◆ **MATERIALS PROVIDED**:
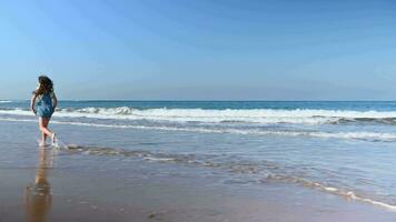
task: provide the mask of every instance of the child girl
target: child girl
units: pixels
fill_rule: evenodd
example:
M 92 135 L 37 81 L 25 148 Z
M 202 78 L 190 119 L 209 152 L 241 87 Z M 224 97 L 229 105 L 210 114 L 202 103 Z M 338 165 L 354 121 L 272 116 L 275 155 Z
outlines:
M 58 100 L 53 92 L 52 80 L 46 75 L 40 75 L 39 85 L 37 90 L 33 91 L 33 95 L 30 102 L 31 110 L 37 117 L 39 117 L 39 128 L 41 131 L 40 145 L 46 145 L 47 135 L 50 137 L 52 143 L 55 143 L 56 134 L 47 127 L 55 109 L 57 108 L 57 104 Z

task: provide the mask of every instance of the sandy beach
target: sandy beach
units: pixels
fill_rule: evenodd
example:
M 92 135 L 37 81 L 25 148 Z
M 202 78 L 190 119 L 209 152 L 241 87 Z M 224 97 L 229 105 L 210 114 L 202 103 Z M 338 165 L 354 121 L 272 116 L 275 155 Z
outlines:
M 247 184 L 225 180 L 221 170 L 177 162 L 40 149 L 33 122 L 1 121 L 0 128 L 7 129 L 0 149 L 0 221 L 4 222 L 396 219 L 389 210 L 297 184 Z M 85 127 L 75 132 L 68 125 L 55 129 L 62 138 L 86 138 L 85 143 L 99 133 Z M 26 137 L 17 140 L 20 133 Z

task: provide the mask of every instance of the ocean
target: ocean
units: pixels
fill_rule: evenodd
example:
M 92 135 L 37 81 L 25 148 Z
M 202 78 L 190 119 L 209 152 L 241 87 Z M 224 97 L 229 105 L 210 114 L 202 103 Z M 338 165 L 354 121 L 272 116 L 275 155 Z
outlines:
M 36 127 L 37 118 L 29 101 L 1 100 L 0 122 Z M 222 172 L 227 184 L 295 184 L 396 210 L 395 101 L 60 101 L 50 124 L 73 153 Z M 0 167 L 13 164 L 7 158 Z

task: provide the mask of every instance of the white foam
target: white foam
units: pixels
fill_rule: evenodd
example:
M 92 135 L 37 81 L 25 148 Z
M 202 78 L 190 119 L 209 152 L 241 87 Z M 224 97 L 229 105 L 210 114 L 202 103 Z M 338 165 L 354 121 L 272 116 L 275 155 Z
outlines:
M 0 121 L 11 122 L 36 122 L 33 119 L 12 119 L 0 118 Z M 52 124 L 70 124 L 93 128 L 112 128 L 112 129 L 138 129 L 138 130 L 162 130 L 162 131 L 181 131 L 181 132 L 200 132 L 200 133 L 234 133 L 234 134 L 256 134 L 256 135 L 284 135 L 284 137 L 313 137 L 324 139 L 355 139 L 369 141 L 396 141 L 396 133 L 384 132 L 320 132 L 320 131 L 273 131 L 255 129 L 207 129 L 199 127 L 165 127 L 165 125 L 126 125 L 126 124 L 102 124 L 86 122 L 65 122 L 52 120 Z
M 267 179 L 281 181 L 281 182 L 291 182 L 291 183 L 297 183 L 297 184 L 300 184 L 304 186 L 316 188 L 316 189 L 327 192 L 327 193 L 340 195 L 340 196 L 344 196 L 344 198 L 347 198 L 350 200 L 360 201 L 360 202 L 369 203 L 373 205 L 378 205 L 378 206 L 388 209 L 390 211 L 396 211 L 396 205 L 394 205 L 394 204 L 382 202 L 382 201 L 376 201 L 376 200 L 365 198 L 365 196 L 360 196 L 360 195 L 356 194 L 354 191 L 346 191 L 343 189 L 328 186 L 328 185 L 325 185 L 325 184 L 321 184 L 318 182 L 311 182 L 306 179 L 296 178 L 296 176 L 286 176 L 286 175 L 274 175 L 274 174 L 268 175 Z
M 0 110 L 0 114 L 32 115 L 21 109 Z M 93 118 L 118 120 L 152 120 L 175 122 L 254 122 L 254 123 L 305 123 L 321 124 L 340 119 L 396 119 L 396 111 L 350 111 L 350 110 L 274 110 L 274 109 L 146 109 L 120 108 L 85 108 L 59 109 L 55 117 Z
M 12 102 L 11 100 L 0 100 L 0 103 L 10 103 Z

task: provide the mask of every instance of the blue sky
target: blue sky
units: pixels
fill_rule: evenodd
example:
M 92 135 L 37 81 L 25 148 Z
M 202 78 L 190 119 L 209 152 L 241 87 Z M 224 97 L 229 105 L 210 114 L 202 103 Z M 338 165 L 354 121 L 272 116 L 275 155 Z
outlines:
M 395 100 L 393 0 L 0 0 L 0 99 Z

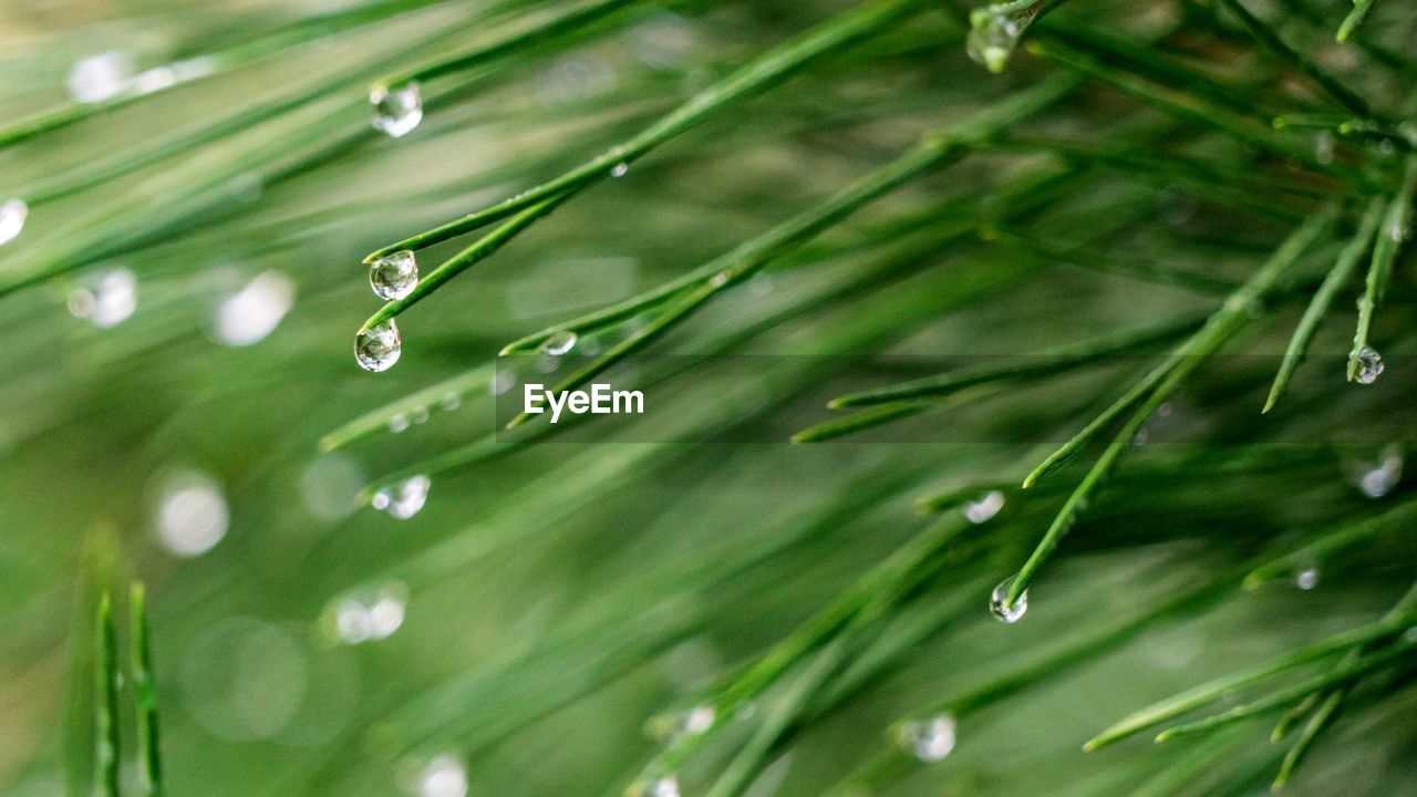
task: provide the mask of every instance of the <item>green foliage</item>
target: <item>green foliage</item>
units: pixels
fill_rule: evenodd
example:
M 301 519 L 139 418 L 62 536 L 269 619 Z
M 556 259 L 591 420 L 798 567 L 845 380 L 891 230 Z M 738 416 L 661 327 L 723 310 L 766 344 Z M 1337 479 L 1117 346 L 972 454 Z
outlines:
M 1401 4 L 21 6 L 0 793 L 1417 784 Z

==

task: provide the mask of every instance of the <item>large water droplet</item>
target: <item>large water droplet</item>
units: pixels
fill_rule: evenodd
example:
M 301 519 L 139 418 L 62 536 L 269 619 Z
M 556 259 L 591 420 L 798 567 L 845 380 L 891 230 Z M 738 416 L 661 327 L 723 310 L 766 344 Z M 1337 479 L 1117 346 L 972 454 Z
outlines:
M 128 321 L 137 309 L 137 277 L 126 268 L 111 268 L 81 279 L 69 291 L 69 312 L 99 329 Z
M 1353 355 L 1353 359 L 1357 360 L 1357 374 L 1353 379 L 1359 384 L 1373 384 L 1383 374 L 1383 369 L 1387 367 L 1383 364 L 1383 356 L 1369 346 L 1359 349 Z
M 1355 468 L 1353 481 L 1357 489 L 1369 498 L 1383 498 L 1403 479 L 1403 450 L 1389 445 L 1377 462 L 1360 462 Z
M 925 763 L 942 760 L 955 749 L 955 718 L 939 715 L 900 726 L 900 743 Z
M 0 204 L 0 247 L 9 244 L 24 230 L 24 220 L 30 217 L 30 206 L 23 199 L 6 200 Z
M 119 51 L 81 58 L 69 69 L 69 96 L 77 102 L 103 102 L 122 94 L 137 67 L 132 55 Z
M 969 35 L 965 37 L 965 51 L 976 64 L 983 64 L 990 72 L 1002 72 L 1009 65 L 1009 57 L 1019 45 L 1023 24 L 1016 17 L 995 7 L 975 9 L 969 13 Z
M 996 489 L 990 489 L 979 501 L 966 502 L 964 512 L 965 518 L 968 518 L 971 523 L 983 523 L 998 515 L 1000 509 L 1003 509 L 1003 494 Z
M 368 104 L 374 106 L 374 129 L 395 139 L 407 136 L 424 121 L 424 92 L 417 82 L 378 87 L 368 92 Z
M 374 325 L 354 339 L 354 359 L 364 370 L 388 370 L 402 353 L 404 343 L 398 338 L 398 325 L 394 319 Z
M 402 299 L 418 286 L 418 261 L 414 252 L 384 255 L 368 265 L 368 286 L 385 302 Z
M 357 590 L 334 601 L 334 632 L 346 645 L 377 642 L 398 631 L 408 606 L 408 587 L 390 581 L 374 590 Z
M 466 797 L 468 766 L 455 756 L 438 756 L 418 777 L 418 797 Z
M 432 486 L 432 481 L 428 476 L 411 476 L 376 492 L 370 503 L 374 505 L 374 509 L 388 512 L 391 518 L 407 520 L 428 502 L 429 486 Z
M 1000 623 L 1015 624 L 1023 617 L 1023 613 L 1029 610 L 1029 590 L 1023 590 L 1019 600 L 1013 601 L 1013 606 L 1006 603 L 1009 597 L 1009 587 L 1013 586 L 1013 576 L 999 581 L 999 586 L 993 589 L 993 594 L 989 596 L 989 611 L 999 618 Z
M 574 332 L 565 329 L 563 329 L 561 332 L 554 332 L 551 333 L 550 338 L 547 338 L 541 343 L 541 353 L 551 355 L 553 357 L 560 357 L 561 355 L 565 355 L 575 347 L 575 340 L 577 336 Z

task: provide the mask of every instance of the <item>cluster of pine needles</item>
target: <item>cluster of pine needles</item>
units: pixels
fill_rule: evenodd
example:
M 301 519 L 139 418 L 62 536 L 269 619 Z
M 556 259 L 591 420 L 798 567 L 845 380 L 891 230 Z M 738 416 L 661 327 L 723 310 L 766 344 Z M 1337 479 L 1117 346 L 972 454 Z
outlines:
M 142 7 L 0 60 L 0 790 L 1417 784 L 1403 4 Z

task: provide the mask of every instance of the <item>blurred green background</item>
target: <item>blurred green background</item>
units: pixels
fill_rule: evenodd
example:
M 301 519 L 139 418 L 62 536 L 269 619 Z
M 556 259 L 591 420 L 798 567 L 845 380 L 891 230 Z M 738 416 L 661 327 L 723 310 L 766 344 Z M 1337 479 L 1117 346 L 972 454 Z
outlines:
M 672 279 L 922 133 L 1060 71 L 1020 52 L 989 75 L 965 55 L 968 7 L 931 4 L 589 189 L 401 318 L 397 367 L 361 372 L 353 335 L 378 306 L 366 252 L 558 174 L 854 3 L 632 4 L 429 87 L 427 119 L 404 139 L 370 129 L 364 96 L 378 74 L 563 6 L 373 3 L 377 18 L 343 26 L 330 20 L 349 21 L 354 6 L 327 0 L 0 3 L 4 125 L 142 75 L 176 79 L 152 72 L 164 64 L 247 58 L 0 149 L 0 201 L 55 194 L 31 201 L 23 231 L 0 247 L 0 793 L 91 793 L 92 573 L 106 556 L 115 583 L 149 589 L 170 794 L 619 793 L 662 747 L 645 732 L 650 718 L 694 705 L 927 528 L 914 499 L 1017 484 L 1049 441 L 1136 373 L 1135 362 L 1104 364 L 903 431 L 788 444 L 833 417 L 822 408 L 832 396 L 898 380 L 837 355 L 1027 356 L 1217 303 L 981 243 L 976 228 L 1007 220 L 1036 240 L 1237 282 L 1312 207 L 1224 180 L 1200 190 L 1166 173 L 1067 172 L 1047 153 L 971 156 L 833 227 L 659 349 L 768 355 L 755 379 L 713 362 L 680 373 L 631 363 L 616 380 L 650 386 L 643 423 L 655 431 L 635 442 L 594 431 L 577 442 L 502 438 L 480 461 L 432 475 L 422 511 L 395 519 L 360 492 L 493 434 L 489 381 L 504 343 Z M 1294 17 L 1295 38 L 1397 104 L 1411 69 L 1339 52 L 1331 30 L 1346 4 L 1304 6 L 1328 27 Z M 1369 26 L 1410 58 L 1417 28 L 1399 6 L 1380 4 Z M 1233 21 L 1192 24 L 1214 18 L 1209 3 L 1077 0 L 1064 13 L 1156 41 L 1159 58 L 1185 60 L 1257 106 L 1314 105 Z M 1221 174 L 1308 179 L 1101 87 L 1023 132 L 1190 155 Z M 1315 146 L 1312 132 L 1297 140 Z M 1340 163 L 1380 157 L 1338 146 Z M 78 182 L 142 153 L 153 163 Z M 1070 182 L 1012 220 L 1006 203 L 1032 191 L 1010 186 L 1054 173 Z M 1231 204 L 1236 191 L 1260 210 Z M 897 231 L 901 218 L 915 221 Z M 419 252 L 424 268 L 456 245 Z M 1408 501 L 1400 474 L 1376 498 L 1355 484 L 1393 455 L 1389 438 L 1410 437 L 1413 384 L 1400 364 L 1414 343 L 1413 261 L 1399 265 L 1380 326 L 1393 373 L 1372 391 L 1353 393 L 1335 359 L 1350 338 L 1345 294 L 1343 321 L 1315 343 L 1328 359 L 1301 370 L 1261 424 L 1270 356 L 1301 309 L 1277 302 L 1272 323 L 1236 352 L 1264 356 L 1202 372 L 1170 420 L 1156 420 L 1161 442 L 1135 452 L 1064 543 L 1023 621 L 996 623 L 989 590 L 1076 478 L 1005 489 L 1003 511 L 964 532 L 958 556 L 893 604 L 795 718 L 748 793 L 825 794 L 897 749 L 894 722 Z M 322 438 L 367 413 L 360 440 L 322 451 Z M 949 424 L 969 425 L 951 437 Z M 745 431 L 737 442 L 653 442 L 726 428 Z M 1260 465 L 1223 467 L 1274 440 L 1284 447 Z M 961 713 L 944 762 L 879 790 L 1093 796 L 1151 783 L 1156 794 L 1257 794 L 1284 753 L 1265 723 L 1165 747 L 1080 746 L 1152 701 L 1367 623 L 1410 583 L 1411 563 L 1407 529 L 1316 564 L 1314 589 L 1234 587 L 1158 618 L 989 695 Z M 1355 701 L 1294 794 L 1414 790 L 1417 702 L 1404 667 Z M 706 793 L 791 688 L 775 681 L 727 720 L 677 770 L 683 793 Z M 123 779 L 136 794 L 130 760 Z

--

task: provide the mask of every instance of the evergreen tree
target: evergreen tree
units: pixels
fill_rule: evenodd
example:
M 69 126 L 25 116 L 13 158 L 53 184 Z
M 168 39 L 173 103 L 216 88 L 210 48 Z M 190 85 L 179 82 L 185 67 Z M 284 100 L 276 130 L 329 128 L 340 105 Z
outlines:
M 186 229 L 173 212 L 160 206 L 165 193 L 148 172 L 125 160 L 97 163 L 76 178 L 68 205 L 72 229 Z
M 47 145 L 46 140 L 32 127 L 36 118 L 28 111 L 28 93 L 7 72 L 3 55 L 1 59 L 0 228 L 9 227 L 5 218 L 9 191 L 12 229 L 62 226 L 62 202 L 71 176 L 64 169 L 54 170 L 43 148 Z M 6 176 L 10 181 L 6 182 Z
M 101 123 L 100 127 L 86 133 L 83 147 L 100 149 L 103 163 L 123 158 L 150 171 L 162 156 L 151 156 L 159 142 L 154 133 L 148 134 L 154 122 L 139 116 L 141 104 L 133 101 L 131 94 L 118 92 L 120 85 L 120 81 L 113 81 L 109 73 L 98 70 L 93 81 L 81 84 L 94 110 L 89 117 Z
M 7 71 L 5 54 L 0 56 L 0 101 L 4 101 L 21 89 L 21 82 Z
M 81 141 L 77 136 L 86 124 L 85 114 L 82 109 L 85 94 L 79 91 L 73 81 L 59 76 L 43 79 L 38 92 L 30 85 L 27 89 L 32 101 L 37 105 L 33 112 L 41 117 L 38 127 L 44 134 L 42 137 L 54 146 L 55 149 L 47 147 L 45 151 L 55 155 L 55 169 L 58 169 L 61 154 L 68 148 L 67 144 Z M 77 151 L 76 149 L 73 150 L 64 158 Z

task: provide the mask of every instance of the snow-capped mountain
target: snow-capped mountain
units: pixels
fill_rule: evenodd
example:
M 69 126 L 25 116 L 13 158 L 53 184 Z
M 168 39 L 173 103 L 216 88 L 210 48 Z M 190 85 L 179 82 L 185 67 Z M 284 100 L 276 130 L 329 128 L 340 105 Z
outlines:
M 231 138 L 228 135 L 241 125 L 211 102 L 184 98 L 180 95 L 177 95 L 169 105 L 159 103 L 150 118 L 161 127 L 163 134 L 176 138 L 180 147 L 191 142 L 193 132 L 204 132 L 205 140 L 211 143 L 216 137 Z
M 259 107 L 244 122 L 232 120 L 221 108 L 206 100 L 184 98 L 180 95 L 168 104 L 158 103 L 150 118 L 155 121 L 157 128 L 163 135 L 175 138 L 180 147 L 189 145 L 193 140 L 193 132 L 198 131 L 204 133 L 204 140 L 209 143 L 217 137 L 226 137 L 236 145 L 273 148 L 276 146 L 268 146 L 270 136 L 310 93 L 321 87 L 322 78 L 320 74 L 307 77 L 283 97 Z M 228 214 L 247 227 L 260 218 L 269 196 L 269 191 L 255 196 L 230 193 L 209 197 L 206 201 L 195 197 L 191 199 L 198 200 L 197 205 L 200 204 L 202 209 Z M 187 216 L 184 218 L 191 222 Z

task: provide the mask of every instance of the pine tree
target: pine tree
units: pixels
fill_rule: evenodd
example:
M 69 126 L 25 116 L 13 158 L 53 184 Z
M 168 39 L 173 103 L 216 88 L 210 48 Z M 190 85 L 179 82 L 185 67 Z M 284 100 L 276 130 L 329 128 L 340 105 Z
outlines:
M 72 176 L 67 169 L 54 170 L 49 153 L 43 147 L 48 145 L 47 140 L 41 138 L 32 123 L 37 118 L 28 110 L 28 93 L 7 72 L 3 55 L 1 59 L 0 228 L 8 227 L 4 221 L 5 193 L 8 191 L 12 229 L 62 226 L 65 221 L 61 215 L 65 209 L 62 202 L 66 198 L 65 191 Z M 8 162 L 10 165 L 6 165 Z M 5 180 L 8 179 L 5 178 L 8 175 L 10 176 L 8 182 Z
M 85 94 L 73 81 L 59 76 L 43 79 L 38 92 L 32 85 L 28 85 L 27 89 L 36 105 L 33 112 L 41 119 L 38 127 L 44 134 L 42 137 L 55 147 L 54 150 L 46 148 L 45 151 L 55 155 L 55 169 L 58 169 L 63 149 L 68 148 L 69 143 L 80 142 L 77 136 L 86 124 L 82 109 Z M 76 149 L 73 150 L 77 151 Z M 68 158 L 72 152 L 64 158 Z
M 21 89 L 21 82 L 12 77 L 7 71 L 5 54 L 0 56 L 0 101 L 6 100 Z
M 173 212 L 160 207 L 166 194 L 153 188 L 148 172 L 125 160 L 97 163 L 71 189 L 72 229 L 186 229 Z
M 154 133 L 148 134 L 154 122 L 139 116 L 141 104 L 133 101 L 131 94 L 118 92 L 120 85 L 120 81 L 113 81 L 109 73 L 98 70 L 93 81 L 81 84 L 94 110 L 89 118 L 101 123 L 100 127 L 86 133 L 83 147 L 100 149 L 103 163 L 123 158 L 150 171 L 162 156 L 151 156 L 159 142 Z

◆ **STATED PROBLEM**: Reproduce the rows starting at the line that contains "task: provide the mask of every instance of the blue" and ending at the line that contains "M 1401 4 L 21 6 L 0 793 L 1417 784 Z", including both of those lines. Omit the pictures from your answer.

◆ **EXERCISE SOLUTION**:
task: provide the mask of every instance of the blue sky
target: blue sky
units: pixels
fill_rule: evenodd
example:
M 92 135 L 37 81 L 25 148 Z
M 202 78 L 190 119 L 209 152 L 241 87 Z M 224 97 L 229 105 L 210 114 L 202 103 Z M 338 165 L 354 121 L 272 116 L 275 155 Z
outlines:
M 395 100 L 393 0 L 0 0 L 0 99 Z

task: provide the mask of every instance of the <item>green foliage</item>
target: <item>green foliage</item>
units: pixels
fill_rule: evenodd
example:
M 301 519 L 139 418 L 62 536 L 269 619 Z
M 556 259 L 591 420 L 798 567 L 845 380 L 891 230 Z M 738 416 L 661 327 L 723 310 L 766 344 Z M 1337 479 L 1117 346 L 972 454 Z
outlines:
M 1401 4 L 21 6 L 0 793 L 1417 784 Z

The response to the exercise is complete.